#### The records ####

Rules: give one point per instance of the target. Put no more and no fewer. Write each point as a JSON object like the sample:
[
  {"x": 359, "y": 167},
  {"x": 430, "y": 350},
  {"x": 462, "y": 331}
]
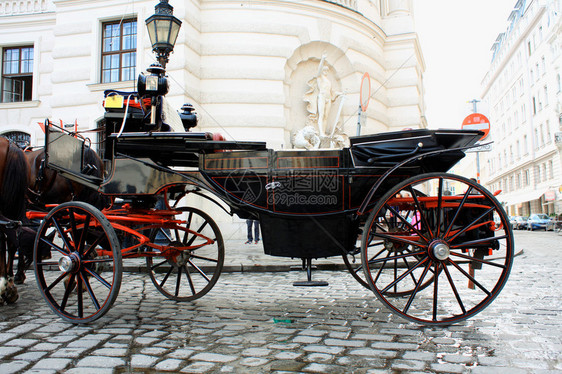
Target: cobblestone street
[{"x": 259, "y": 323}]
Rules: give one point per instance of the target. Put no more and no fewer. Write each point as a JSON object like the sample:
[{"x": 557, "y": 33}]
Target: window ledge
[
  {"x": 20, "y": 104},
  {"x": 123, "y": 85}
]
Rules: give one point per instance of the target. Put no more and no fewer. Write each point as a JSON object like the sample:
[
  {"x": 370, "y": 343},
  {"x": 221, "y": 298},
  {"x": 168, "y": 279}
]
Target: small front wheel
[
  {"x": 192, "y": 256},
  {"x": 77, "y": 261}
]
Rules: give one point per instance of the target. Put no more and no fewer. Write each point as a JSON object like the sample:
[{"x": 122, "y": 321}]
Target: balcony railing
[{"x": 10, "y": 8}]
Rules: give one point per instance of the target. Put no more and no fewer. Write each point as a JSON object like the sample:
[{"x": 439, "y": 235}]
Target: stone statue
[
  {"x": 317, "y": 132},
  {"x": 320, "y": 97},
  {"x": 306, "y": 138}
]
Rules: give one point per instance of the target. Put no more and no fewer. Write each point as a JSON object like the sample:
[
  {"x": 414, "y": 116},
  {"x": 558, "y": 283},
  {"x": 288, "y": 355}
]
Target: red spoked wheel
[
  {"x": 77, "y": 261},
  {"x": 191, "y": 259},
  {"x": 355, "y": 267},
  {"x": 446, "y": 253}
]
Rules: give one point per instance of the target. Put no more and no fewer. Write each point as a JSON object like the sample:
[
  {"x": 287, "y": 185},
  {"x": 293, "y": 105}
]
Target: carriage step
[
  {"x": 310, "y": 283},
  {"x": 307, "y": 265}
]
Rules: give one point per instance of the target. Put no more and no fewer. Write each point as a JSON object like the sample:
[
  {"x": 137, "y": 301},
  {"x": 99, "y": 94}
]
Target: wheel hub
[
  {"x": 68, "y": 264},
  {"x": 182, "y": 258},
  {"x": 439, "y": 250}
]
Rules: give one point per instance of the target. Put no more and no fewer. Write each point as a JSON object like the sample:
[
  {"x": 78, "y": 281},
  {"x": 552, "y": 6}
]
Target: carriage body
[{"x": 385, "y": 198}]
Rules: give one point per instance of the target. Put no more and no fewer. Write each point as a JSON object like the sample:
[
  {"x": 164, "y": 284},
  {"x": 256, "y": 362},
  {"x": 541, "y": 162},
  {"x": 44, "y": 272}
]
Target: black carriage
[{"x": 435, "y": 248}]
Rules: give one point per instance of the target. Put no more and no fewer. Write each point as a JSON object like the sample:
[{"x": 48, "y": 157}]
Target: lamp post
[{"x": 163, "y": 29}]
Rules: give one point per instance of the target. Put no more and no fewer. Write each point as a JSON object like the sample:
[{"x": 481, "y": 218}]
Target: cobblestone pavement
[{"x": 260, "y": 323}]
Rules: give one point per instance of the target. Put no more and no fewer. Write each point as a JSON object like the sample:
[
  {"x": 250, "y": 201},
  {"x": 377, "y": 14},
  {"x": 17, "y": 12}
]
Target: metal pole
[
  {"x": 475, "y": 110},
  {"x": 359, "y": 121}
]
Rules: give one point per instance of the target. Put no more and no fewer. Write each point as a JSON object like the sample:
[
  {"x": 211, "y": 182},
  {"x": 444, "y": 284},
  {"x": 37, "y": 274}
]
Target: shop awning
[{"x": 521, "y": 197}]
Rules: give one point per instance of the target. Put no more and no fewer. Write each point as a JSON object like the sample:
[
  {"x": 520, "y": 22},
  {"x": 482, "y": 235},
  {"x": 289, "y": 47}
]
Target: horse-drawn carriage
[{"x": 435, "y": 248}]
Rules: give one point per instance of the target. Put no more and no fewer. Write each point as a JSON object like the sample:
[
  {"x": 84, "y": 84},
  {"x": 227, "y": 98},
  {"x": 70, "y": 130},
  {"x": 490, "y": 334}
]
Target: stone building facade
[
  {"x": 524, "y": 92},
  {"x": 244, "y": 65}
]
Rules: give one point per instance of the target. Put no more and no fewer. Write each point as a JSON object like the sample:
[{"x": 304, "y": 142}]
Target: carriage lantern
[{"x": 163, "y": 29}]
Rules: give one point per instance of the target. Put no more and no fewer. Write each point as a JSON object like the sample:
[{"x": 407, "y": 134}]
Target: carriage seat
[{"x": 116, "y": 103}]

####

- Exercise prompt
Pictures stay out, but everything else in the records must be output exactly.

- Task solution
Rules: give one point per instance of the target. Put no more and no fewer. Write each point as a JSON object like the sample:
[
  {"x": 359, "y": 167},
  {"x": 430, "y": 350},
  {"x": 462, "y": 331}
]
Target: cobblestone street
[{"x": 259, "y": 323}]
Rules: give one point per instance of the target. Put no more and no fewer. Write each point as a JSON object like the sample:
[{"x": 557, "y": 33}]
Target: window ledge
[
  {"x": 20, "y": 104},
  {"x": 123, "y": 85}
]
Rules: give one point per instance of the target. Put no more and no fewer. Write each point as a JSON object like the sample:
[
  {"x": 370, "y": 343},
  {"x": 221, "y": 298},
  {"x": 168, "y": 279}
]
Target: small front wheel
[
  {"x": 192, "y": 256},
  {"x": 77, "y": 261}
]
Rules: give one point per instance of the target. Put no more and no fewer. Write each point as a JSON object like the sample:
[{"x": 122, "y": 321}]
Target: balcony railing
[{"x": 10, "y": 8}]
Rules: give one point per instance of the target. Put no more and no fewer. Write each point as a JSON object like the sample:
[{"x": 439, "y": 235}]
Target: stone statue
[
  {"x": 317, "y": 132},
  {"x": 320, "y": 97},
  {"x": 306, "y": 138}
]
Rules: give one point per instance of the target. Put no more and no fewer. Write each point as a JSON object like the sample:
[
  {"x": 414, "y": 116},
  {"x": 558, "y": 283},
  {"x": 288, "y": 355}
]
Target: red spoked wheel
[
  {"x": 77, "y": 261},
  {"x": 191, "y": 259},
  {"x": 355, "y": 267},
  {"x": 446, "y": 253}
]
Rules: give one point per instance of the target. Put no more and no fewer. Write each point as a JSON object like the sample:
[
  {"x": 287, "y": 185},
  {"x": 293, "y": 105}
]
Target: carriage step
[
  {"x": 310, "y": 283},
  {"x": 307, "y": 265}
]
Rules: give one point per instance of the target. Put no more and no fewer. Write each point as a JSON object like the sample:
[
  {"x": 137, "y": 301},
  {"x": 99, "y": 94}
]
Target: wheel hub
[
  {"x": 68, "y": 264},
  {"x": 182, "y": 258},
  {"x": 439, "y": 250}
]
Rules: give one point per instance of the target. Put no more and no fewer. Write each point as a JSON object like the sample:
[
  {"x": 78, "y": 281},
  {"x": 552, "y": 6}
]
Target: carriage body
[{"x": 385, "y": 198}]
Rules: give one point per instance of the target. Put no more and no fewer. Write each point as a JSON object like the sample:
[
  {"x": 164, "y": 284},
  {"x": 256, "y": 362},
  {"x": 541, "y": 162},
  {"x": 44, "y": 272}
]
Target: black carriage
[{"x": 435, "y": 248}]
Rules: give one point per instance of the target. Put no more and no fewer. Write each point as a JSON object like the sample:
[{"x": 48, "y": 157}]
Target: lamp post
[{"x": 163, "y": 29}]
Rules: give one point per instance of the target. Put no more and no fewer. Write each point as a JSON object like the sample:
[{"x": 481, "y": 218}]
Target: cobblestone pavement
[{"x": 260, "y": 323}]
Rules: give one point per instance of the target. Put no more and no fewer. Write each point as a JSON object like the sample:
[
  {"x": 250, "y": 201},
  {"x": 377, "y": 14},
  {"x": 17, "y": 12}
]
Target: metal pole
[
  {"x": 475, "y": 110},
  {"x": 359, "y": 121}
]
Rules: give one point per instance of the target. Put no more and no fewer. Write each point as a JSON object like the sample:
[
  {"x": 211, "y": 182},
  {"x": 444, "y": 284},
  {"x": 37, "y": 274}
]
Target: shop awning
[{"x": 521, "y": 197}]
Rules: give one point per instance of the target. Put no more and no fewer. Write each point as a JSON object like the sample:
[
  {"x": 520, "y": 22},
  {"x": 482, "y": 235},
  {"x": 289, "y": 47}
]
Target: horse-drawn carriage
[{"x": 435, "y": 248}]
Rules: give one point per instance of the target. Put no more and no fewer. Write each point as a JSON object like the sample:
[
  {"x": 84, "y": 84},
  {"x": 227, "y": 98},
  {"x": 70, "y": 130},
  {"x": 490, "y": 334}
]
Target: stone building facade
[
  {"x": 524, "y": 92},
  {"x": 244, "y": 65}
]
Rules: give one point per instance of the target. Put no more and no fewer. Write each point as a JSON object like the sample:
[{"x": 304, "y": 142}]
Target: carriage lantern
[{"x": 163, "y": 29}]
Rules: give one point per instance of the target. Put no more and no fewer. Write each point as a JSON object like the sample:
[{"x": 407, "y": 134}]
Target: carriage seat
[{"x": 116, "y": 103}]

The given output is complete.